What the task requires:
Return verbatim the line containing "Query: black trousers" together with all lines that follow it in the records, and no other material.

Records provided:

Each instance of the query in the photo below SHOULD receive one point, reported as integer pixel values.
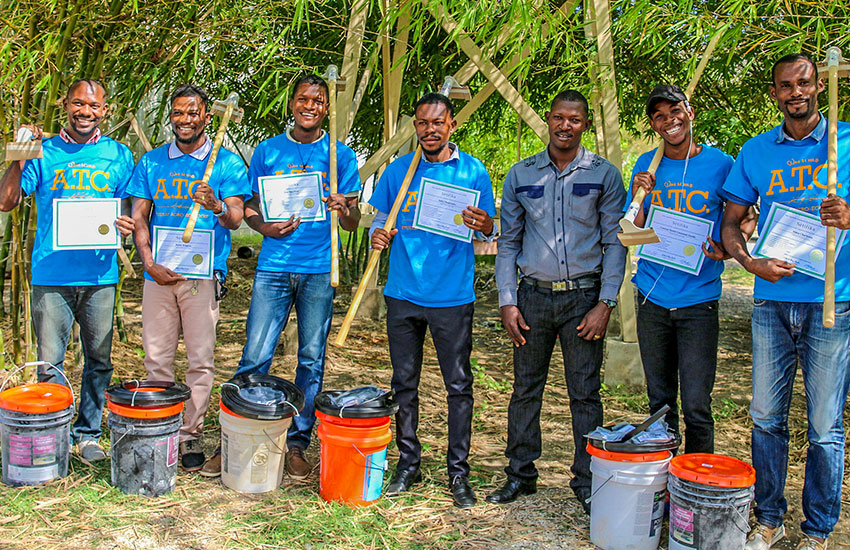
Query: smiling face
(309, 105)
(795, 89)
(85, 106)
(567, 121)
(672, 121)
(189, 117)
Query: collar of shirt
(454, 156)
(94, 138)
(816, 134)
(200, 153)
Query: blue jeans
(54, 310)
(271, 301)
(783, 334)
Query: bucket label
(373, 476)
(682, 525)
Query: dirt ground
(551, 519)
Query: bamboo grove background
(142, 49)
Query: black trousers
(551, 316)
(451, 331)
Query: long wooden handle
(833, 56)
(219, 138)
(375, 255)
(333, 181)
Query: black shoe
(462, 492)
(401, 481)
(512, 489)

Solution for this task:
Query: black trousers
(551, 316)
(451, 331)
Query: long wooden handle
(833, 56)
(219, 138)
(375, 255)
(333, 181)
Query: black shoe
(462, 492)
(401, 481)
(512, 489)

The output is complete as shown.